== Excerto do texto ==
Uma das mais antigas referências ao cancro pode ser lida no “Papiro de Edwin Smith”, um tratado médico de origem egípcia (calcula-se que tenha sido escrito 1600 anos antes de Cristo). Edwin Smith foi um egiptólogo americano que terá comprado o dito papiro em Luxor, em 1862, tendo ficado com ele até à sua morte. Então, a sua filha, doou o papiro à New York Historical Society, tendo sido mais tarde traduzido para língua Inglesa por James Breasted, médico da Universidade de Chicago. O papiro de Edwin Smith é um dos mais antigos textos sobre trauma e sobre a importância da cirurgia no tratamento de lesões traumáticas. Tendo cerca de 4 metros e 60 centímetros de comprimento (frente e verso), é considerado único para o avanço da medicina, por apresentar pela primeira vez uma aproximação racional e científica a problemas médico-cirúrgicos, excluindo a contribuição do sobrenatural (e do divino) para o aparecimento de doenças.
Só bastantes anos mais tarde, na antiga Grécia, foi a palavra “cancro” utilizada pela primeira vez para definir tumores com origem em “feridas ou úlceras”, por Hipócrates e seus discípulos. A palavra “cancro” deriva da palavra “caranguejo” (“karkinos”) em Grego, pela semelhança que o crescimento de alguns tumores apresenta com a forma desses crustáceos.
===
== Linhas listadas ==
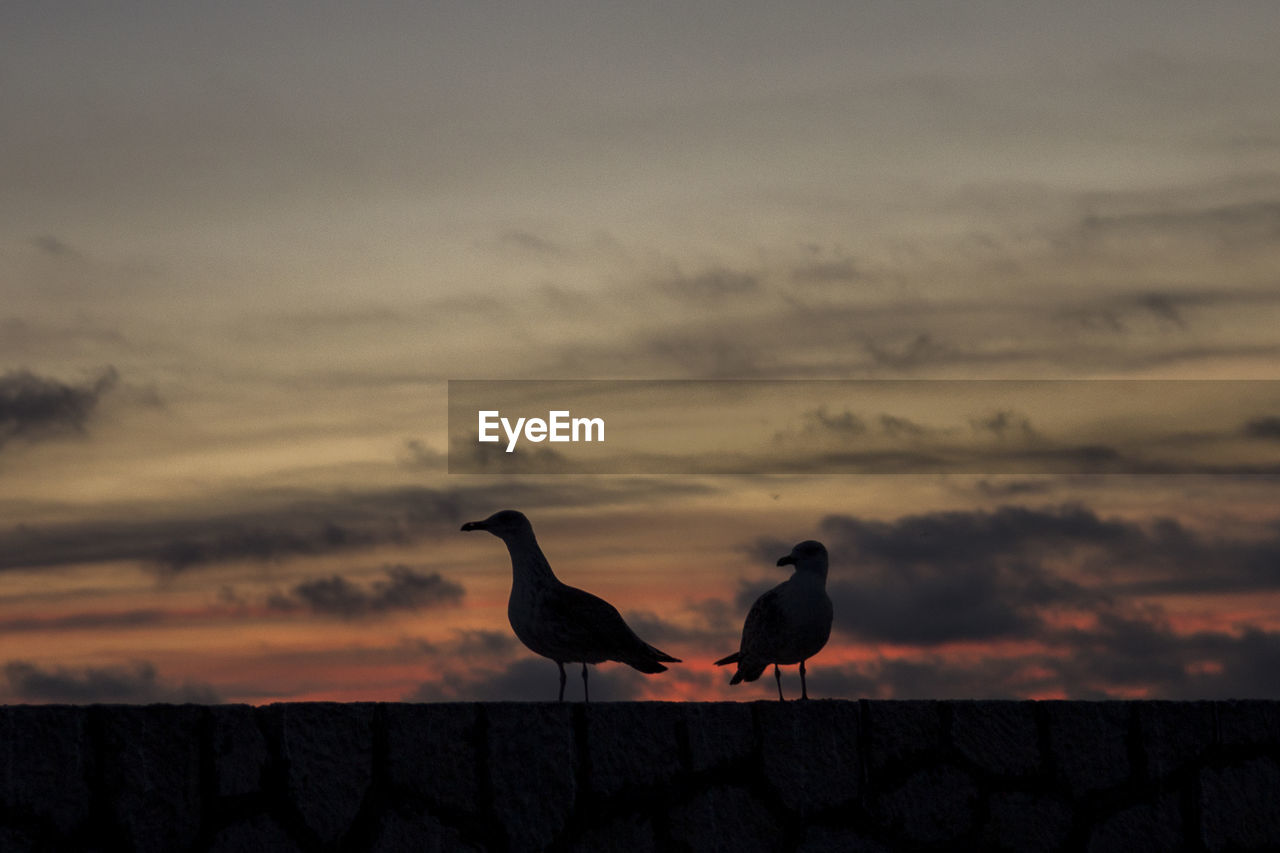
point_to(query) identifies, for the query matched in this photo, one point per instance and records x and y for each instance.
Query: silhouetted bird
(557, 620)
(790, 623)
===
== Linhas listadas ==
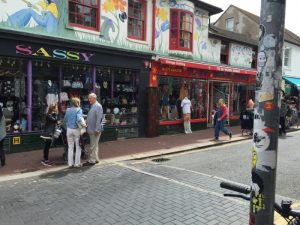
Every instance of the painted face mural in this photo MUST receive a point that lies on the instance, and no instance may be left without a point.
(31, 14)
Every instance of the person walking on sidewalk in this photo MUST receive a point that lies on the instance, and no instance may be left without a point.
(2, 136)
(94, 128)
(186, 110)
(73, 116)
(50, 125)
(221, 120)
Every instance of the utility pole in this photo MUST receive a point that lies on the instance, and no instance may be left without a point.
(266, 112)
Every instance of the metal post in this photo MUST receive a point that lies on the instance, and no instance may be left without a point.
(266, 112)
===
Requisitos da tarefa: Indique todas as pessoas identificadas pelo nome no excerto sobre a história do cancro.

Resultado esperado: Edwin Smith, James Breasted, Hipócrates